§ **QUOTED PASSAGE**:
++++++
Monday, June 30, 2003

 

Last morning in NY

We're finishing up our trip to New York, by rights the last vacation we'll have in a long time. Not just because we're broke but because the company Cris works for has now taken up the practice of deducting mandatory days off from employees' vacation pay. So that even though it looks like she has two weeks of vacation saved up, five of those days are being decimated this week as the company makes everyone take a mandatory "vacation" the week of Independence Day. Thus we all become happy Americans.

I almost wrote "the company Cris still works for." Having spent more than ten years at Sybase, she must be one of the oldest employees now, what with the dotcom boom that drained off many workers and endless series of layoffs that canned many more. She's been there so long we still marvel each time she escapes a layoff. Until now it's been mostly a matter of morbid curiosity: which one of us would lose our corporate jobs first? I've been laid off three times from three companies in the last six years; Cris has dodged it each time. Now that we need the income, this has become less morbid curiosity and more anxious worrying. But I was raised a solid member of the middle class: I don't worry too much about whether I'll survive.

Yesterday, on our last full day in New York, we made our annual pilgrimage to the Bronx Zoo and the pen of Rapunzel, the Sumatran rhino. We learned the poor creature is sick. Sumatran rhinos famously die in captivity and this is one of three in the U.S. She's been here every time we've visited, for the last five years. When we got to the zoo in midday, she was conked out in the ground, snoozing in the heat; after 4:00 she was up and doing her usual pacing around the grass and dirt pen. I was glad that our last view of the creature was that of an active rhino, not a sleeping one.

Today all we're accomplishing is packing. Cris sent me out of the room to get me our of the way, so I'm at a Kinko's, where they charge 30 cents a minute (!) to use these machines.
++++++
§ **REQUIRED TASKS**:
A - In the New York trip post, how long has Cris worked at Sybase?
B - Please carry on the New York trip post from its final sentence.
The listing that comes next is not needed.

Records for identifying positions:
++++++
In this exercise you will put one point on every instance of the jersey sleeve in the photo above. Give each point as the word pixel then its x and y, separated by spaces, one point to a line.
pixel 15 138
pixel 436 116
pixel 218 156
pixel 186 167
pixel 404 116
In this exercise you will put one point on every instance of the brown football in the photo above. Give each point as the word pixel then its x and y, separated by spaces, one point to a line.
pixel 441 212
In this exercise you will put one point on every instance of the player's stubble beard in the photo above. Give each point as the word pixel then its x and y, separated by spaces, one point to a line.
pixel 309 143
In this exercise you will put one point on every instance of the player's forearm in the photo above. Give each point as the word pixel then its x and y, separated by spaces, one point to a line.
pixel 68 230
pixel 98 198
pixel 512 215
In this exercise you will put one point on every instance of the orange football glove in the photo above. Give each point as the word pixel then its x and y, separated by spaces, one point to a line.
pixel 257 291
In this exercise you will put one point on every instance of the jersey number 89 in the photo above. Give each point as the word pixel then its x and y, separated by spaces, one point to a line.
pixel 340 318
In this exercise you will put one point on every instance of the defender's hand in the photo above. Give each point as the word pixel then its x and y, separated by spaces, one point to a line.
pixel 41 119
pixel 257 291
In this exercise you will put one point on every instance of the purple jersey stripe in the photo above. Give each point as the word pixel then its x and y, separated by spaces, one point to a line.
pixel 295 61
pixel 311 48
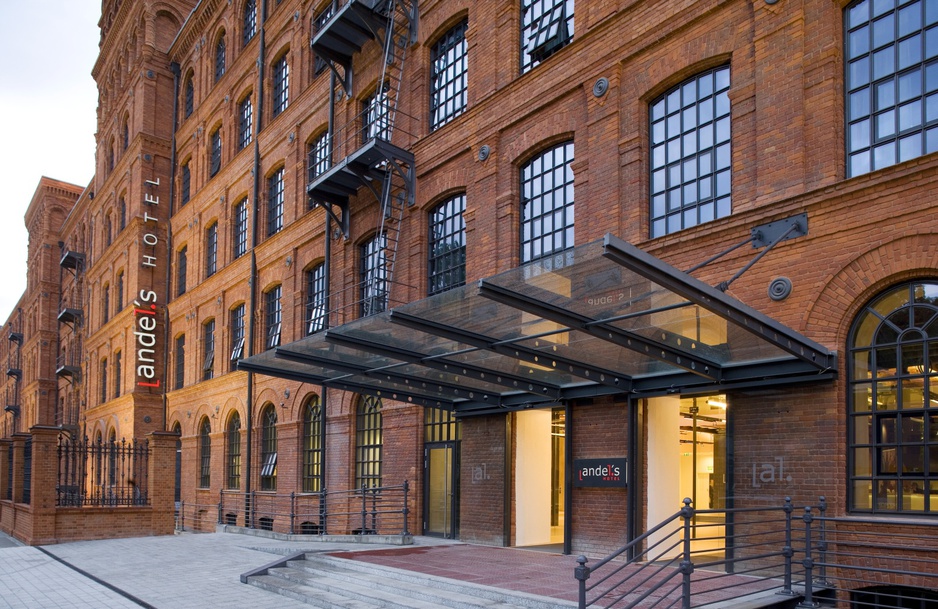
++++++
§ **EXPECTED ANSWERS**:
A - More than ten years.

B -
As I've said before, this is my last fling before I actually settle down and, for the first time since early October, get a job -- at a large national chain bookstore. I'll be working for a friend so I won't be able to publish much dirt about the l.n.c.b. -- she's doing me a favor by hiring me in these times. A church secretary job is the only other thing on the horizon for me.

New jobs mean the end of long mornings of reading the paper and long afternoons of working on my (fortunately completed) book. Of course, I suppose I could sell my (fortunately completed) book for a lot of money and won't have to work after all, but since the liklihood of that is nil, I'll be selling books in the more common way: over the counter. I'll be sure to note the first time if and when someone actually buys one of my own books.

Saturday, June 28, 2003

Still in New York

Cris and I are supposed to be doing this trip on the cheap. Most of our hotel is being paid for by our Hilton "points," and her air ticket was free. We're not spending the way we used to -- no Broadway show tickets. But we're still spending a lot, I'm afraid, on meals and souvenirs. We walk into a museum shop and emerge fifty or eighty bucks later. Credit cards are dangerous things.

The weather here was hot and humid and sticky in that inimitable New York way for the first few days of our trip. We spent as much time as possible indoors, in museums, movies, and the hotel, and tried not to travel places on the subway we had to transfer (the trains are airconditioned, but the platforms are, famously, not). We did spend an evening at Shea Stadium, but watching a ballgame in warm weather is a treat for someone from San Francisco where, not even a week ago, I wore long underwear to a night game.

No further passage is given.